***** Отрывок *****

Вообще, со сном была напряженка. Сначала, полночи, санкюлоты, в смысле, жилетжоны, скандировали какие-то лозунги в кафешке внизу, потом пробил джетлаг, и я час сидел тупил в компьютер, а потом снилась всякая чушь отрывками, последний совсем тоскливый, когда я во сне ходил на интервью в фесбук, потому что работы нигде не найти, ну и там эти блядские оптимисты рекрутеры, ну вы знаете это все. Грустные солдаты им не нужны. Ну да забыть.
Дождика нет, и теплее сегодня; пошли пешком в Малый Дворец (Тюильри) - это параллельно речке, через Лувр (где очереди никакой нету), через рынок в саду Тюильри, где куча всяких развлечений, глинтвейн, горки, ужасы, угощения, катание на коньках, катание в шарах на воде, и еда, еда, еда.
В Малом Дворце выставка (две... три?) и своя большая экспозиция.
Сначала Fernand Khnopf, странный, печальный фламандский символист; я совершенно ничего не понял и не оценил, вообще не люблю, когда все серое и мутное (если это не Моне), а у него только глазки резко. Так что я просвистал довольно быстро. А подруга останавливалась у каждого рисуночка, фотографировала, и надыбала кучу шедевров, которые мой глаз просто не заметил. На фотографиях-то все ясно видно. Да, ничо так.

***** Записанные данные *****

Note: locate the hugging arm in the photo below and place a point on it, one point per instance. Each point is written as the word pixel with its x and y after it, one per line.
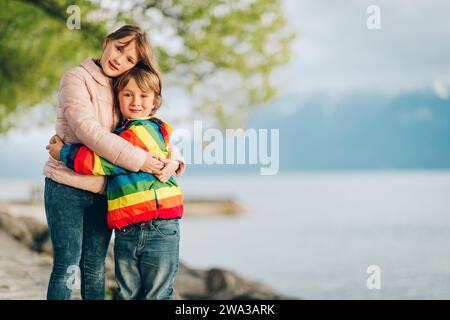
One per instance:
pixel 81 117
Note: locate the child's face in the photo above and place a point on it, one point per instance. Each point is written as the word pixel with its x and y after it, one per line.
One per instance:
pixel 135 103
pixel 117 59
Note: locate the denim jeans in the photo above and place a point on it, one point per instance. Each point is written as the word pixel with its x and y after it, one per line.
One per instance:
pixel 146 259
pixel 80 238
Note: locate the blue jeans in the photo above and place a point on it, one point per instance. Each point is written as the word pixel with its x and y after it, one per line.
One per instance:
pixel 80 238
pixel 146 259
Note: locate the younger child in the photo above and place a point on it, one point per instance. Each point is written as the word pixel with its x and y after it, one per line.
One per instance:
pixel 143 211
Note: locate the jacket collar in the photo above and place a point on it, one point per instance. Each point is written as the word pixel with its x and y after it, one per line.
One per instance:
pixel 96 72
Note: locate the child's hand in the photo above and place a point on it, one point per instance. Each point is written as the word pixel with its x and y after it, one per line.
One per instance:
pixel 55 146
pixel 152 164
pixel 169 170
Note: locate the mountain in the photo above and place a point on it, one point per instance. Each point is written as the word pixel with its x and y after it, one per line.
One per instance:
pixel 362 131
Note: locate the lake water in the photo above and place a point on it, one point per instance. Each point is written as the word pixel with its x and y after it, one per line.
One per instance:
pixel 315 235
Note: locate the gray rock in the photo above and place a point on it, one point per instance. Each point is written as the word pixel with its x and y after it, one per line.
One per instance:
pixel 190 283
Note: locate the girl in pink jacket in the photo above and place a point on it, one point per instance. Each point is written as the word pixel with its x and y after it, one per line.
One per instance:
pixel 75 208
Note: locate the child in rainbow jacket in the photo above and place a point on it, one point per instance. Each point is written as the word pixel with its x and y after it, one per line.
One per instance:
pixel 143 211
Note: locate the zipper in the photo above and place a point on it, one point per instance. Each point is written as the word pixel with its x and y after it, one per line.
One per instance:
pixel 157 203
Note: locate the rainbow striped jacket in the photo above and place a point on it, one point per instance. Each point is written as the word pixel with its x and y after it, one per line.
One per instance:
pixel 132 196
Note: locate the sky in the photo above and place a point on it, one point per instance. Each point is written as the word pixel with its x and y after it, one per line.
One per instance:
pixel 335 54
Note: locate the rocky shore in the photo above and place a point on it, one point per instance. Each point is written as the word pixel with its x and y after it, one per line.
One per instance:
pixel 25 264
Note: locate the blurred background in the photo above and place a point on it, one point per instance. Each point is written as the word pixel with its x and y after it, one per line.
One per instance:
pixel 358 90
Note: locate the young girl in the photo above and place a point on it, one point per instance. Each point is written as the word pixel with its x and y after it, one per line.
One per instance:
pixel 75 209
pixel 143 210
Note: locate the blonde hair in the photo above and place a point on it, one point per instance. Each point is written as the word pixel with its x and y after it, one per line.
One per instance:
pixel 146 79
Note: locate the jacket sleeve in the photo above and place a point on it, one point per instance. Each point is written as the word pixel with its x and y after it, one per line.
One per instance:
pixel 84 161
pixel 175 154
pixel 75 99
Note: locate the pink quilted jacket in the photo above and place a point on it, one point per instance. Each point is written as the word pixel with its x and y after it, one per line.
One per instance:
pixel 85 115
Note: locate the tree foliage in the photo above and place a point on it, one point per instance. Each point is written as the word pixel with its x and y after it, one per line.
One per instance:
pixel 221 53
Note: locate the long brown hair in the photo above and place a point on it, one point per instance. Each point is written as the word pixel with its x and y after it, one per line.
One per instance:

*****

- **Проверьте себя**:
1. Ответьте по отрывку на вопросы:
(a) Сколько времени рассказчик просидел за компьютером из-за джетлага?
(b) Где, по словам отрывка, не было никакой очереди?
(c) Чья выставка в Малом Дворце шла первой?
2. Перескажите отрывок в двух предложениях.
3. Выпишите из отрывка всё, начиная со слов «Дождика нет, и» и до слов «еда, еда, еда.» включительно.

- **Ответы ниже**:
1.
(a) Час.
(b) В Лувре.
(c) Fernand Khnopf.

2. После плохой ночи с лозунгами из кафе внизу, джетлагом и тоскливыми снами рассказчик с подругой пошли пешком в Малый Дворец через Лувр и рынок в саду Тюильри. Там первой была выставка фламандского символиста Fernand Khnopf: рассказчик её быстро прошёл, а подруга останавливалась у каждого рисунка и фотографировала.

3.
Дождика нет, и теплее сегодня; пошли пешком в Малый Дворец (Тюильри) - это параллельно речке, через Лувр (где очереди никакой нету), через рынок в саду Тюильри, где куча всяких развлечений, глинтвейн, горки, ужасы, угощения, катание на коньках, катание в шарах на воде, и еда, еда, еда.